• [PROVIDED TEXT]:
-- Start --

The Brant Foundation Art Study Center is a private art collection and gallery with exhibition spaces in New York City and nearby Greenwich, Connecticut. The collections, focused on modern and contemporary art, are privately owned by Peter Brant and open to the public; reservations must be booked in advance.

== East Village gallery ==
The Foundation's East Village, Manhattan museum opened in 2019 at 421 East 6th Street, a yellow-brick former Consolidated Edison substation. The renovation of the space, described by art critic Deborah Solomon as "austere perfection", was done by Richard Gluckman of Gluckman Tang Architects. After ceasing to be a ConEd substation, the building was purchased by the artist Walter De Maria, serving as his studio; Brant bought it for $27 million after the artist died in 2013.

== Greenwich ==
On May 9, 2009, The Brant Foundation Art Study Center opened in Greenwich, CT. On the site of a converted 110-year-old stone barn, architect Richard Gluckman redesigned the 9800 sqft space as a gallery and learning center, which will showcase long-term exhibitions and promote the appreciation of contemporary art and design. The non-profit center is open to the public by appointment. The Brant Foundation Art Study Center featured an exhibition by artist Urs Fischer in 2010 and painter Josh Smith in 2011. Brant's tax returns for 2010 showed that he contributed $3 million to the foundation, and it spent $1.8 million on acquisitions, exhibitions and building-related costs. In 2016, the museum was scrutinized as a tax evasion strategy that allowed Brant to benefit from a tax write off while providing limited public benefit.

-- End --

• [SHORT TASK A]:
According to the Brant Foundation passage, how much did Brant pay for the East Village building?
• [SHORT TASK B]:
Repeat the Brant Foundation passage word for word, everything from "The Brant Foundation Art Study Center is" down to "died in 2013.".

• [DATA ROWS]:

-- Start --

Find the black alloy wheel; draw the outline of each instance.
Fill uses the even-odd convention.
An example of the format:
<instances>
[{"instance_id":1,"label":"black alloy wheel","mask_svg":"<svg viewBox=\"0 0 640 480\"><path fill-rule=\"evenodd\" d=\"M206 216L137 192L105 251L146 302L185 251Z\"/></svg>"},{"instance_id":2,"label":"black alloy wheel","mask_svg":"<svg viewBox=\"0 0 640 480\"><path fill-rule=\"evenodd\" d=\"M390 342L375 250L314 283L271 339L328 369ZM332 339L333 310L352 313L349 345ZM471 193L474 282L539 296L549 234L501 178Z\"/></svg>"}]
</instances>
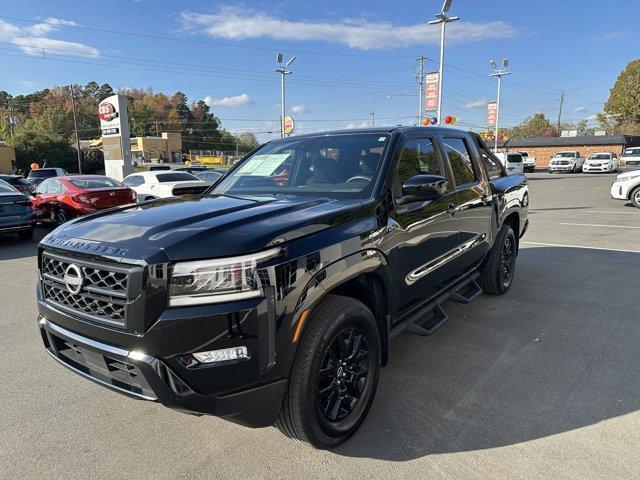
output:
<instances>
[{"instance_id":1,"label":"black alloy wheel","mask_svg":"<svg viewBox=\"0 0 640 480\"><path fill-rule=\"evenodd\" d=\"M317 402L323 417L342 420L358 404L369 374L366 334L357 327L341 330L327 346L318 372Z\"/></svg>"}]
</instances>

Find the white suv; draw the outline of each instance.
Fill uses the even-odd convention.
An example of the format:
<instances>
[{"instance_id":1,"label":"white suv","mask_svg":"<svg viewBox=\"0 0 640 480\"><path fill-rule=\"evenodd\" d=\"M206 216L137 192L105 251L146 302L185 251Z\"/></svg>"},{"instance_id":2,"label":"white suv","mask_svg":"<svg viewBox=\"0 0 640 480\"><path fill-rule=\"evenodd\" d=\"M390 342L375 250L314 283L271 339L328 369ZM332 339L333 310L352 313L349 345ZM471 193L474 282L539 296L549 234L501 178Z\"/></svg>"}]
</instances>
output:
<instances>
[{"instance_id":1,"label":"white suv","mask_svg":"<svg viewBox=\"0 0 640 480\"><path fill-rule=\"evenodd\" d=\"M601 152L589 155L582 165L582 171L589 172L617 172L620 168L620 160L615 153Z\"/></svg>"},{"instance_id":2,"label":"white suv","mask_svg":"<svg viewBox=\"0 0 640 480\"><path fill-rule=\"evenodd\" d=\"M611 184L611 196L640 208L640 169L622 172Z\"/></svg>"}]
</instances>

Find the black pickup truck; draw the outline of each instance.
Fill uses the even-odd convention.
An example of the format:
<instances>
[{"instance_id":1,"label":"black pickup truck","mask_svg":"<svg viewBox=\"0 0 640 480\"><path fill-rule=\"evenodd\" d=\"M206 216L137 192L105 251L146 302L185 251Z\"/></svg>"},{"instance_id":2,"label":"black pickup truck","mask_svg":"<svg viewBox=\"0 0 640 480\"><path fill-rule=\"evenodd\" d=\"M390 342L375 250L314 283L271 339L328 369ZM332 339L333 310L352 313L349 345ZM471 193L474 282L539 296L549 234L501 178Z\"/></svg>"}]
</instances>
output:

-- End --

• [TASK ANSWER A]:
$27 million.

• [TASK ANSWER B]:
The Brant Foundation Art Study Center is a private art collection and gallery with exhibition spaces in New York City and nearby Greenwich, Connecticut. The collections, focused on modern and contemporary art, are privately owned by Peter Brant and open to the public; reservations must be booked in advance.

== East Village gallery ==
The Foundation's East Village, Manhattan museum opened in 2019 at 421 East 6th Street, a yellow-brick former Consolidated Edison substation. The renovation of the space, described by art critic Deborah Solomon as "austere perfection", was done by Richard Gluckman of Gluckman Tang Architects. After ceasing to be a ConEd substation, the building was purchased by the artist Walter De Maria, serving as his studio; Brant bought it for $27 million after the artist died in 2013.